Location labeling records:
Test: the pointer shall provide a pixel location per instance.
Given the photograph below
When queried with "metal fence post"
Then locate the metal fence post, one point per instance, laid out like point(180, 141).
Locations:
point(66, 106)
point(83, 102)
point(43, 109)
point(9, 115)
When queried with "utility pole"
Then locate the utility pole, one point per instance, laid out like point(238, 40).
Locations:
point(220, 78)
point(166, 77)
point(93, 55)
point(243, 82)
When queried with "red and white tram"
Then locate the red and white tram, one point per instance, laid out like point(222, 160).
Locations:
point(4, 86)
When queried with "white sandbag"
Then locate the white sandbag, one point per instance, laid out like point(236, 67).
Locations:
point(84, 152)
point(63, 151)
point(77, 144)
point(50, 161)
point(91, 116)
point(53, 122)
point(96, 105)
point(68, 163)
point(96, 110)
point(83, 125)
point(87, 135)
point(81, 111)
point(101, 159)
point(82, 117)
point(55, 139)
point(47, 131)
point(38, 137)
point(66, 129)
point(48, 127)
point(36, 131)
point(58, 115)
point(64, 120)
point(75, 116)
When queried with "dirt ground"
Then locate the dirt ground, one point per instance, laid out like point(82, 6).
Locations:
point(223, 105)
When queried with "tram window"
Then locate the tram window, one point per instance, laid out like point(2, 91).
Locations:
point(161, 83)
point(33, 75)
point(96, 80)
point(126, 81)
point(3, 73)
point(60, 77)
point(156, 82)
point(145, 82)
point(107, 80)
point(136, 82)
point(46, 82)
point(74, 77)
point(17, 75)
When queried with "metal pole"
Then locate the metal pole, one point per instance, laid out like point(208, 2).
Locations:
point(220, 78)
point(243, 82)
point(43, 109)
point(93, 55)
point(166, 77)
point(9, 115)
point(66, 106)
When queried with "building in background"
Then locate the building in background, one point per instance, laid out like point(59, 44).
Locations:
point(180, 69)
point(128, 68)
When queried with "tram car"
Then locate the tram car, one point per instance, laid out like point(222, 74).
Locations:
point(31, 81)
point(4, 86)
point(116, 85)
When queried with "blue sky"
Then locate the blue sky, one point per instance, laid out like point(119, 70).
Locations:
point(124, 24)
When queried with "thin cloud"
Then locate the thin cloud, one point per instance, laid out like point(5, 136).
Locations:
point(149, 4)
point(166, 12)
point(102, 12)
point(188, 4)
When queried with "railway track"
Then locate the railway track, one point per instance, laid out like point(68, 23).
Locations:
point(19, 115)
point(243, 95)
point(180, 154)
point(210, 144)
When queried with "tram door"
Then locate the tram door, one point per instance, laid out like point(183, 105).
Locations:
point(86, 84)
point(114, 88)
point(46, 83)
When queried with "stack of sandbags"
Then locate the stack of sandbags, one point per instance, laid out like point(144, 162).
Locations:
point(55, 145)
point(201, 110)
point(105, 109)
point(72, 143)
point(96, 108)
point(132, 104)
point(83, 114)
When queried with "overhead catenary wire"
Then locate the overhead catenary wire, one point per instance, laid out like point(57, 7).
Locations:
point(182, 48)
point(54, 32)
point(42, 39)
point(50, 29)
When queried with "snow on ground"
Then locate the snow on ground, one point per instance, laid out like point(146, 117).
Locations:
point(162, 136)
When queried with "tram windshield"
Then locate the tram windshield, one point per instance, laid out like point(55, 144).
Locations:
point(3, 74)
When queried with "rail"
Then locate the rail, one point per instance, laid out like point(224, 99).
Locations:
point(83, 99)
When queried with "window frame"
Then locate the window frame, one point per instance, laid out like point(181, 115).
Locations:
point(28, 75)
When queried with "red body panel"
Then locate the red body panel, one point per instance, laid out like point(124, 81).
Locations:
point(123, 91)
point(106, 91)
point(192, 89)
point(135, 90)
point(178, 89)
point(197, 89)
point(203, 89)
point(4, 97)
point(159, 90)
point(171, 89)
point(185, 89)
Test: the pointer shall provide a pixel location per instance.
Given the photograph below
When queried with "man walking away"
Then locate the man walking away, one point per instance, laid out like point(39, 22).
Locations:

Exercise requirements: What do the records say? Quote them all exactly.

Exercise output:
Test: the pointer shall provide a pixel location per instance.
Given the photograph below
When queried with "metal fence post"
Then locate the metal fence post, one point per instance, laid out like point(180, 141).
Locations:
point(66, 106)
point(83, 102)
point(43, 109)
point(9, 115)
When queried with "utility pole"
Then locate the utility pole, one point per instance, laid out like point(238, 40).
Locations:
point(220, 78)
point(166, 77)
point(93, 55)
point(243, 82)
When queried with "red and white tram"
Then locate the red and white tram, one point per instance, laid out like point(222, 160).
Locations:
point(4, 86)
When queried with "white sandbag"
Then locate the white sandbag, one point per instance, laid out like point(236, 67).
Locations:
point(84, 152)
point(63, 151)
point(77, 144)
point(50, 161)
point(91, 116)
point(53, 122)
point(96, 105)
point(68, 163)
point(96, 110)
point(83, 125)
point(87, 135)
point(81, 111)
point(101, 159)
point(82, 117)
point(55, 139)
point(47, 131)
point(38, 137)
point(66, 129)
point(48, 127)
point(36, 131)
point(58, 115)
point(64, 120)
point(75, 116)
When queried with "dirt ground"
Then locate the dirt ground, one point per instance, laid out like point(82, 6).
Locations:
point(223, 105)
When queried with "tram window"
Then locate the tram window, one point per instance, laid out like point(2, 91).
Locations:
point(161, 83)
point(33, 75)
point(96, 80)
point(126, 81)
point(3, 73)
point(60, 77)
point(156, 82)
point(145, 82)
point(107, 80)
point(136, 82)
point(46, 82)
point(74, 77)
point(17, 75)
When queried with "metal pole"
Then locate the metal pole, one point per instance, laid out like point(208, 2).
Locations:
point(220, 78)
point(243, 82)
point(43, 109)
point(93, 55)
point(166, 77)
point(9, 115)
point(66, 106)
When queried with "building in background"
Then locate the building in background, one point per instance, laid out like point(59, 44).
Locations:
point(180, 69)
point(128, 68)
When queried with "tram car"
Then locate the tram car, one point per instance, laid out like point(222, 74).
Locations:
point(31, 81)
point(4, 86)
point(116, 85)
When queried with "blue sky"
Then locate the blue sky, one point per instance, laid out like point(119, 70).
Locations:
point(124, 24)
When queried with "thin cloud"
Then locate the thin cloud, one point per instance, laid out like point(5, 136).
Locations:
point(149, 4)
point(166, 12)
point(102, 12)
point(188, 4)
When queried with "railway track"
Then locate the railway track, one point per instance, laid out like point(68, 23).
Locations:
point(19, 115)
point(243, 95)
point(180, 154)
point(210, 144)
When queried with "tram door"
Then locate the tram door, one point per instance, laid out like point(183, 105).
Locations:
point(86, 84)
point(114, 88)
point(46, 83)
When queried with "stack of sandbags"
Then locate the stack of sandbags, one point per instance, laid out like point(144, 162).
Locations:
point(55, 145)
point(201, 110)
point(105, 109)
point(72, 143)
point(96, 108)
point(132, 104)
point(83, 114)
When queried with "overhead catenary wire"
Then locate the overhead catenary wire, one point per instance, laid out like point(57, 7).
Locations:
point(182, 48)
point(54, 32)
point(42, 39)
point(50, 29)
When queried with "snow on ground"
Then locate the snow on ground, one point per instance, laid out like point(146, 117).
Locations:
point(162, 136)
When queried with "tram windshield"
Then locate the tram windshield, one point per instance, laid out like point(55, 144).
Locations:
point(3, 74)
When queried with "rail"
Then locate the rail, one point per instance, laid out like point(224, 99).
Locations:
point(83, 99)
When queried with "window frame"
Then locate the window frame, one point per instance, laid out like point(181, 115).
Locations:
point(28, 75)
When queried with "red body panel"
Then locate the red body panel, one point per instance, laid out like point(124, 81).
Locations:
point(123, 91)
point(106, 91)
point(192, 89)
point(135, 90)
point(178, 89)
point(197, 89)
point(203, 89)
point(4, 97)
point(159, 90)
point(171, 89)
point(185, 89)
Test: the pointer shall provide a pixel location per instance.
Given the photograph below
When queried with "man walking away"
Then locate the man walking away, one point per instance, laid out like point(39, 22).
Locations:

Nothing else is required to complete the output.